[Data entries]
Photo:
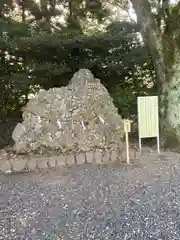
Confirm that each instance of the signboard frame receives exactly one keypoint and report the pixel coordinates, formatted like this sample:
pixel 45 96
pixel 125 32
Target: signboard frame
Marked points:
pixel 148 119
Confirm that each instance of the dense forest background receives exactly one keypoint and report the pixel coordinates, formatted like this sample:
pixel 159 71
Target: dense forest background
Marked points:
pixel 43 43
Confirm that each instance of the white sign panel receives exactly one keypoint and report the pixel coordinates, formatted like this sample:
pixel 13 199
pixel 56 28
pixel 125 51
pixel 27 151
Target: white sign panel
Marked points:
pixel 148 118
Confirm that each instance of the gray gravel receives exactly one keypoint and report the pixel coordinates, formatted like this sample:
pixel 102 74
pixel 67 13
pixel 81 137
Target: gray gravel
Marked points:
pixel 135 202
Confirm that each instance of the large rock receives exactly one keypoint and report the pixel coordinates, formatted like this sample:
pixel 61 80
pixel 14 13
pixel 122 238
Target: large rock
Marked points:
pixel 78 117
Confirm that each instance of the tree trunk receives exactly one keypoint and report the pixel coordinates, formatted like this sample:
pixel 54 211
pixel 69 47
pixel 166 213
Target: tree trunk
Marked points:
pixel 168 74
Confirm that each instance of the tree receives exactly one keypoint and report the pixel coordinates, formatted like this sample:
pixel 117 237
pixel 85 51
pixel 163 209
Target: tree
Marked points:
pixel 160 22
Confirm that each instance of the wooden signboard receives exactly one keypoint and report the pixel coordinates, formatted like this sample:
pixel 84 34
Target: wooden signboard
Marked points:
pixel 148 118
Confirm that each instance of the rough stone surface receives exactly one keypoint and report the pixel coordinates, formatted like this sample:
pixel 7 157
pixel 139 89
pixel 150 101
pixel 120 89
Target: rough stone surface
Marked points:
pixel 98 156
pixel 32 164
pixel 121 203
pixel 77 118
pixel 106 156
pixel 61 161
pixel 80 158
pixel 42 163
pixel 52 162
pixel 114 155
pixel 90 157
pixel 18 165
pixel 5 166
pixel 70 160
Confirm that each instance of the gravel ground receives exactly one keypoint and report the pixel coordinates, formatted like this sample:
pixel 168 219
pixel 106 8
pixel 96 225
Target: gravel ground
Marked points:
pixel 141 201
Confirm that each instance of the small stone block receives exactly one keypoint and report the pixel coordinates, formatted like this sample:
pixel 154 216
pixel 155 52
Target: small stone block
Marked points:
pixel 42 163
pixel 52 162
pixel 32 164
pixel 80 159
pixel 18 165
pixel 60 160
pixel 106 156
pixel 70 160
pixel 114 155
pixel 90 157
pixel 5 166
pixel 98 156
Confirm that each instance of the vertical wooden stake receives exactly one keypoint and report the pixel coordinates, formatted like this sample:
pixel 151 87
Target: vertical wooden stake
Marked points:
pixel 127 147
pixel 158 145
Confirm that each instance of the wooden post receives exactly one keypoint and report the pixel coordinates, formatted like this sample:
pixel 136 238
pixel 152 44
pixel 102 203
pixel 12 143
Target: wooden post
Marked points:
pixel 127 147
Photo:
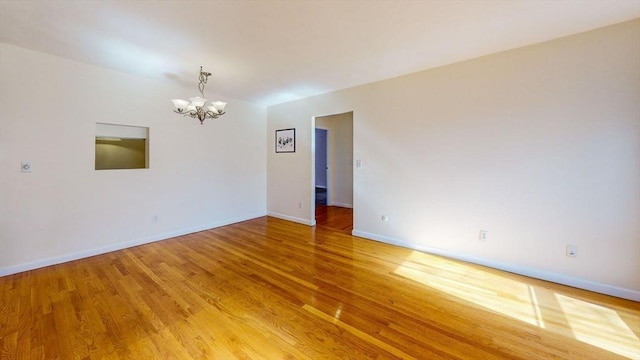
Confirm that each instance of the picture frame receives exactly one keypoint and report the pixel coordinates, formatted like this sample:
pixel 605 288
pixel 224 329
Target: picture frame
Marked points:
pixel 286 141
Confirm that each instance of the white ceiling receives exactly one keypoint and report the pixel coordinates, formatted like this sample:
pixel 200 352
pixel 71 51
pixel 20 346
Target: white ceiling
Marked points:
pixel 268 52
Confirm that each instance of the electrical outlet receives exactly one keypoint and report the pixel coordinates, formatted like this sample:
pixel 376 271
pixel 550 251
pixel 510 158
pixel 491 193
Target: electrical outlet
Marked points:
pixel 25 166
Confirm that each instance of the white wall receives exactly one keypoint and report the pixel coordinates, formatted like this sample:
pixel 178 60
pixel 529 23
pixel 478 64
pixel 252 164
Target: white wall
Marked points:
pixel 340 159
pixel 538 145
pixel 200 176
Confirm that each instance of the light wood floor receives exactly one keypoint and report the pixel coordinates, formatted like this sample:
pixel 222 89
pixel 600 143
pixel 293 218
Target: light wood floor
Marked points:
pixel 272 289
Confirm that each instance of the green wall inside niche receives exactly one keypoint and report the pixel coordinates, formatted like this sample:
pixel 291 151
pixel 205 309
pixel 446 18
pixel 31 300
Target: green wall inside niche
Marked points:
pixel 121 147
pixel 121 154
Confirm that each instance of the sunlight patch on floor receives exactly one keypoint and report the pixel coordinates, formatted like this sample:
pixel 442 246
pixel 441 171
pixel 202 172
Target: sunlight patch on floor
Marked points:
pixel 589 323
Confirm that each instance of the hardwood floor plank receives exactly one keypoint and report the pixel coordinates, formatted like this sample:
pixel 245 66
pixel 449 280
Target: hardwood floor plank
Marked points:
pixel 272 289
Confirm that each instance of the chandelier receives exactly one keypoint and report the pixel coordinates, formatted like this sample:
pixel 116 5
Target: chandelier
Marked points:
pixel 196 108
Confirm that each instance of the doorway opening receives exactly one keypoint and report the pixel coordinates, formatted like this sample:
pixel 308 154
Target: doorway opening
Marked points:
pixel 322 167
pixel 333 167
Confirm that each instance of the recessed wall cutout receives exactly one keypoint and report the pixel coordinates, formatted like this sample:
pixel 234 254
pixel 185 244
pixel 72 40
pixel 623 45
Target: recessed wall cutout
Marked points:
pixel 121 147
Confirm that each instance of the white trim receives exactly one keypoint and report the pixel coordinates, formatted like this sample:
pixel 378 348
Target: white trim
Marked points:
pixel 580 283
pixel 293 218
pixel 121 245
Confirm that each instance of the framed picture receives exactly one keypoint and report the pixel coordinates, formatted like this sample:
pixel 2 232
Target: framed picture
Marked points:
pixel 286 140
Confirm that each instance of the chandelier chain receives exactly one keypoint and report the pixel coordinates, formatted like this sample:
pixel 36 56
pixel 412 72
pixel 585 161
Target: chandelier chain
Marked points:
pixel 204 76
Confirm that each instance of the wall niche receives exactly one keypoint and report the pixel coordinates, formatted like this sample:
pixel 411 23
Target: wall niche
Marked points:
pixel 121 147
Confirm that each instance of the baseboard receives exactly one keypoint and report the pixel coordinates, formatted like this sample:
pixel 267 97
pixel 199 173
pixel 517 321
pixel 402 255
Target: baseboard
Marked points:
pixel 119 246
pixel 530 272
pixel 338 204
pixel 293 218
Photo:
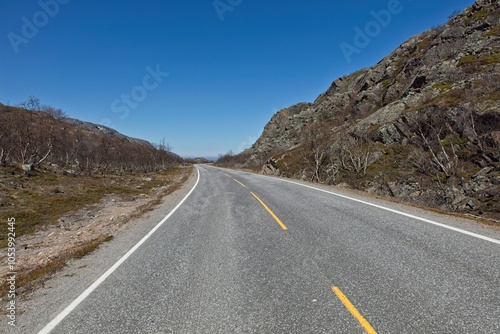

* WHAT THE TASK ASKS: The copy you output must match the entries above exactly, except that it has no pictures.

* TASK RESULT:
Photo:
Confirm that each instance of the signboard frame receives exactly one keypoint and report the pixel coordinates, formatted like this sample:
pixel 45 96
pixel 125 32
Target: signboard frame
Marked points:
pixel 148 119
Confirm that each instance of the dense forest background receives exactly one keypoint and report the pixel coordinates, formatted like this sample:
pixel 159 71
Target: dense forest background
Marked points:
pixel 43 43
Confirm that each instance of the white sign panel receives exactly one keypoint and report the pixel coordinates, formatted like this sample:
pixel 13 199
pixel 56 28
pixel 125 51
pixel 27 151
Target: white sign panel
Marked points:
pixel 148 118
Confirm that each instance of the gray gravel receives exactly one keypoint and report the pixel coordinates, formatted like this sample:
pixel 102 74
pixel 67 13
pixel 81 137
Target: gray gravel
Marked points:
pixel 135 202
Confirm that each instance of the large rock receives exactly one keypoint and report the pixel coordinates, formatted like this sample:
pixel 61 80
pixel 14 13
pixel 122 238
Target: large rock
Marked points:
pixel 78 117
Confirm that each instance of the tree trunk receives exactly one keypoint and report the pixel coordinates, formatted like this sample:
pixel 54 211
pixel 69 47
pixel 166 213
Target: tree trunk
Marked points:
pixel 168 74
Confirm that each instance of the tree receives exactly one keypoint and report the pixel coordinates, formatted like this sample:
pixel 117 237
pixel 85 51
pixel 163 209
Target: tree
Marked points:
pixel 160 22
Confirm that each instance of the wooden signboard receives exactly one keypoint and report the pixel coordinates, formatted like this sample:
pixel 84 34
Target: wooden signboard
Marked points:
pixel 148 118
Confirm that each instance of the rough stone surface receives exactly one keypoint and report the pixel coordinates, formatted like this sample:
pixel 7 157
pixel 139 89
pixel 150 101
pixel 120 89
Target: rough stone surface
Marked points:
pixel 98 156
pixel 32 164
pixel 121 203
pixel 77 118
pixel 106 156
pixel 61 161
pixel 80 158
pixel 42 163
pixel 52 162
pixel 114 155
pixel 90 157
pixel 18 165
pixel 5 166
pixel 70 160
Confirm that each instance of the gravel ground receives exactly one keypoint and report the pixel coordinates, formatted like this sample:
pixel 168 219
pixel 106 8
pixel 96 225
Target: gravel ground
Marked points:
pixel 141 201
Confirm that each instance of the small stone block receives exactly one keypoint and report the pixel coordinates, formatted like this sample:
pixel 154 216
pixel 155 52
Target: small stone block
Marked points:
pixel 42 163
pixel 52 162
pixel 32 164
pixel 80 159
pixel 18 165
pixel 60 160
pixel 106 156
pixel 70 160
pixel 114 155
pixel 90 157
pixel 5 166
pixel 98 156
Confirm that each instance of the vertical wooden stake receives exactly one keypoint and report the pixel coordinates, formatted like this sample:
pixel 151 87
Target: vertical wooden stake
Marked points:
pixel 127 147
pixel 158 145
Confirm that each instance of the wooden post receives exactly one keypoint and report the pixel coordinates, formatted like this sample:
pixel 136 238
pixel 152 44
pixel 102 203
pixel 12 143
Target: wooden post
Marked points:
pixel 127 147
Photo:
Confirm that each instance of the picture frame receives exactly one keypoint and report the pixel coordinates, formatted like this sample:
pixel 605 288
pixel 224 329
Target: picture frame
Marked points:
pixel 286 141
Confirm that each instance of the white ceiling receives exactly one keypoint and report the pixel coordinates, formatted like this sample:
pixel 200 352
pixel 71 51
pixel 20 346
Target: white ceiling
Marked points:
pixel 268 52
Confirm that each instance of the electrical outlet receives exactly one keypoint and report the pixel coordinates, formatted like this sample:
pixel 376 271
pixel 550 251
pixel 510 158
pixel 491 193
Target: electrical outlet
Marked points:
pixel 25 166
Confirm that each instance of the white wall receives exactly one keypoint and report the pixel coordinates, formatted like this sample:
pixel 178 60
pixel 529 23
pixel 478 64
pixel 252 164
Target: white wall
Marked points:
pixel 340 159
pixel 538 145
pixel 200 176
Confirm that each instance of the light wood floor receives exactly one keypoint and report the pixel coordinates, formatted like this sample:
pixel 222 89
pixel 600 143
pixel 293 218
Target: light wood floor
Marked points:
pixel 272 289
Confirm that each instance of the green wall inside niche receives exactly one keypoint and report the pixel coordinates, formatted like this sample:
pixel 291 151
pixel 205 309
pixel 446 18
pixel 31 300
Target: green wall inside niche
Marked points:
pixel 121 147
pixel 121 154
Confirm that each instance of the sunlight patch on floor receives exactly one keypoint and report the pixel coordinates, formatted like this sample:
pixel 442 246
pixel 441 171
pixel 202 172
Target: sunlight patch on floor
Marked points:
pixel 589 323
Confirm that each instance of the hardwood floor plank receives exactly one keypoint and report the pixel coordinates, formatted like this sample:
pixel 245 66
pixel 449 280
Target: hardwood floor plank
Marked points:
pixel 272 289
Confirm that each instance of the chandelier receives exactly one keypoint and report the pixel coordinates, formatted like this sample:
pixel 116 5
Target: chandelier
Marked points:
pixel 196 108
Confirm that each instance of the doorway opening receives exactly one keypoint and report the pixel coordinates, formatted like this sample:
pixel 308 154
Target: doorway opening
Marked points:
pixel 322 167
pixel 333 167
Confirm that each instance of the recessed wall cutout receives exactly one keypoint and report the pixel coordinates, formatted like this sample:
pixel 234 254
pixel 185 244
pixel 72 40
pixel 623 45
Target: recessed wall cutout
Marked points:
pixel 121 147
Confirm that each instance of the white trim receives exactly one keypoint and report the pixel coordinates, formatted like this sample:
pixel 378 348
Target: white trim
Marked points:
pixel 580 283
pixel 293 218
pixel 121 245
Confirm that each instance of the framed picture receives exactly one keypoint and report the pixel coordinates, formatted like this sample:
pixel 2 232
Target: framed picture
Marked points:
pixel 286 140
Confirm that each instance of the chandelier chain receives exactly one keypoint and report the pixel coordinates, formatted like this sample:
pixel 36 56
pixel 412 72
pixel 585 161
Target: chandelier chain
Marked points:
pixel 204 76
Confirm that each instance of the wall niche receives exactly one keypoint and report the pixel coordinates, formatted like this sample:
pixel 411 23
Target: wall niche
Marked points:
pixel 121 147
Confirm that each instance of the baseboard receives exactly one keypoint and report the pixel coordinates, formatted like this sample:
pixel 267 97
pixel 199 173
pixel 517 321
pixel 402 255
Target: baseboard
Marked points:
pixel 119 246
pixel 530 272
pixel 338 204
pixel 293 218
Photo:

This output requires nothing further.